Pointing dataset excerpts
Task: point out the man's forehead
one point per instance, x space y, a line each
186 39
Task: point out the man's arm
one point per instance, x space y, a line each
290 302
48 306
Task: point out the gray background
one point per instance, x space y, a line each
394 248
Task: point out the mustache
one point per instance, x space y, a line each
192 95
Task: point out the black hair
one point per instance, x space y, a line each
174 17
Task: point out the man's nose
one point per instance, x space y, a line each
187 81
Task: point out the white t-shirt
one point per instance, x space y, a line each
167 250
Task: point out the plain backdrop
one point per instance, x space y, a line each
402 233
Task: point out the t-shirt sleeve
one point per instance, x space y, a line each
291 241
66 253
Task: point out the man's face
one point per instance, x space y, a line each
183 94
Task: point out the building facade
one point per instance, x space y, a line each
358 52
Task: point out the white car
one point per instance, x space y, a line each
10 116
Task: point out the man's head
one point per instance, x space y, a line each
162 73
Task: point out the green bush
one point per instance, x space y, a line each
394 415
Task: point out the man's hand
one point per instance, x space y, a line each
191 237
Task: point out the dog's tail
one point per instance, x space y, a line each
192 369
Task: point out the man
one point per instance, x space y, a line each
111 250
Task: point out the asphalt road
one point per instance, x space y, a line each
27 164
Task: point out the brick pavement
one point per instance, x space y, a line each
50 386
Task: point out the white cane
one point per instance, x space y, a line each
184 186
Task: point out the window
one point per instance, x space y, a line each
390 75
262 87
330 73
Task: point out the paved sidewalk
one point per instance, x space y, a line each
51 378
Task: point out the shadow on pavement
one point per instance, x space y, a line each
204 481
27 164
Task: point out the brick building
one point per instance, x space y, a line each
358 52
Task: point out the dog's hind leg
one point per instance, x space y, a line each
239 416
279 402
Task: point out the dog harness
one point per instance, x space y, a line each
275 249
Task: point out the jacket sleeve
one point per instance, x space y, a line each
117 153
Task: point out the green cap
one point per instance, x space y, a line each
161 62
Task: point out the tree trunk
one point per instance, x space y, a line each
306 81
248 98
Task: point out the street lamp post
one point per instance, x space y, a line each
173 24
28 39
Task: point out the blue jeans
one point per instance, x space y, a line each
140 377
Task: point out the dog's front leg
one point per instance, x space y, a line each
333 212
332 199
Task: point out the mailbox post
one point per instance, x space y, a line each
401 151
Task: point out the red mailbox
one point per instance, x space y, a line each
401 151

◆ **TASK BRIEF**
Copy out all of the records above with nothing altered.

◆ **RESULT BELOW**
Task: point out the man's forehead
one point per instance, x space y, a line each
186 39
Task: point out the man's arm
one point per instance, x space y, a line each
290 302
48 306
Task: point out the gray background
one point per instance, x space y, a line each
394 248
Task: point out the mustache
one point per instance, x space y, a line each
192 95
Task: point out the black hair
one point per instance, x space y, a line each
174 17
Task: point out the man's nose
one point per instance, x space y, a line each
187 81
Task: point out the white t-shirt
one point per instance, x space y, a line each
167 250
Task: point out the plain backdrop
one point per instance, x space y, a line each
402 233
Task: point out the t-shirt sleeve
one point per instance, x space y, a line each
291 241
66 253
Task: point out the man's face
one point per instance, x space y, a line each
183 94
Task: point out the building facade
one point per instance, x space y, a line each
358 52
Task: point out the white car
one point per instance, x space y, a line each
10 116
Task: point out the man's head
one point per instance, x space y, a line each
162 73
Task: point out the green bush
one point per instance, x space y, a line each
394 415
Task: point out the man's hand
one point per instance, x space y, a line each
191 237
Task: point out the dog's tail
one point per instance, x space y, a line each
192 369
Task: point out the man
one point per instance, x space y, a line each
111 250
Task: point out the asphalt road
one point per instance, x space y, a line each
27 164
Task: point out the brick pavement
one point per instance, x space y, a line each
50 386
Task: point out the white cane
one point per instance, x space y, a line each
184 186
Task: point out the window
one point per instance, x space y, a line each
390 75
262 87
330 73
Task: point out the paved sidewalk
one point per instance, x space y, a line each
51 378
Task: point out the shadow on pavement
one point per instance, x space y, a line each
204 481
27 164
Task: point out the brick building
one point per instance, x space y, a line each
358 52
Task: point out the dog's hind leg
one point per instance, x space y, a line each
239 416
279 402
Task: point out the dog harness
one point per instance, x space y, a line each
275 249
Task: point out the jacket sleeve
one point per instance, x space y, a line each
117 153
Task: point out the green cap
one point per instance, x space y, a line each
161 62
Task: point out the tree trunk
one point per instance, x space y, a line each
306 81
248 98
Task: point out the street lamp post
one point per instance, x space y, a line each
173 24
28 39
Task: point out the blue jeans
one point per instance, x space y, a line each
140 377
Task: point out the dog's front leg
one point per instance, x space y, a line each
333 212
332 199
Task: point out the mailbox post
one point per instance, x space y, a line each
401 151
Task: point out the red mailbox
one point per instance, x space y, a line each
401 151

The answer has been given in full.